▶ [ACTION ITEM]: Write what comes next in the text below about hip dislocation and its treatment, starting right after its final sentence.

When determining if the hip dislocation is anterior or posterior, X-rays are required. However, there are some signifiers on the surface level that a doctor can use to determine this as well. Anterior positioning can cause a deformation of the femur popping out toward the front of the body, as well as the affected foot pointing outward. In the case of posterior positioning, no bulging deformities are usually observed, but the foot will point inward instead.


There are a few surgical methods that medical professionals use for treating dislocated joints.  Initial attempts at resetting the bones are done without invasive surgery, but it is a method used when necessary. These procedures are in order from least to most severe.

  1. Closed reduction: This is a non-invasive surgical procedure where the goal is to physically manipulate the hip from the outside in order to restore the joint connection. Although no incision is made, anesthesia is still given to the patient due to the intense pain from this procedure.
  2. Open reduction: In the event that this condition resulted in fractures or comminution, such as Stage 2 and greater posterior hip dislocation, an open hip reduction may be necessary. Under full anesthesia, surgeons will make an incision, remove any particles or fragments, and use screws, pins, and/or plates to secure the hip joint.
  3. Open hip: For patients that have mutations such as hip dysplasia, or for other individuals who are at risk for injury.  This procedure involves manually dislocating the hip in order to repair the connecting bones, then resetting them.

▶ [INFORMATION PROVIDED]:
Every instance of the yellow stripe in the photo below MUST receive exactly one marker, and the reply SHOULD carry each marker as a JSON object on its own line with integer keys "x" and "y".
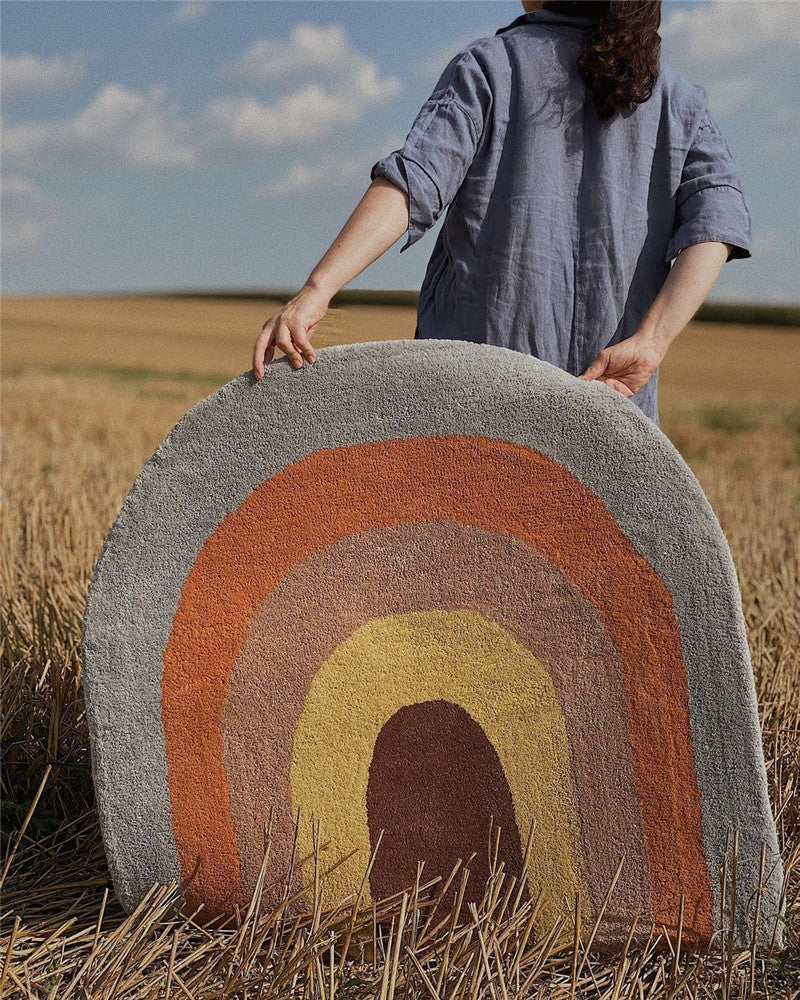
{"x": 458, "y": 656}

▶ [ANSWER FOR THIS EXERCISE]:
All of these procedures require an extended period of rest for full recovery, and may also require the use of a night splint or cast in order to prevent the bones from dislocating again soon after.


Recovering From Hip Dislocation

After the surgery is performed to repair the dislocation, some rest is required. After an extended period of inactivity, however, your muscles will be weaker. This can make running more difficult, and you will definitely lose any progress you have made in any physical training routine. The best way to quickly recover and bounce back into your regular workout regimen is through physical therapy.

Physical Therapy

After performing surgery to correct the condition, a period of readjustment is required. This will allow your joint muscles to become reacquainted with movement and weight bearing, preventing further damage from occurring. The following are some typical techniques used in the physical therapy process for dislocation recovery. Some may require the use of additional materials, such as a resistance band.



In order to retrain the muscles and ligaments in your hip for a wide range of motion, some regular stretches are required. These will start at a very low intensity, with the goal being to increase the intensity gradually until a wider range of motion is capable once more. Try some of these stretches in your physical therapy routine in order to speed up recovery.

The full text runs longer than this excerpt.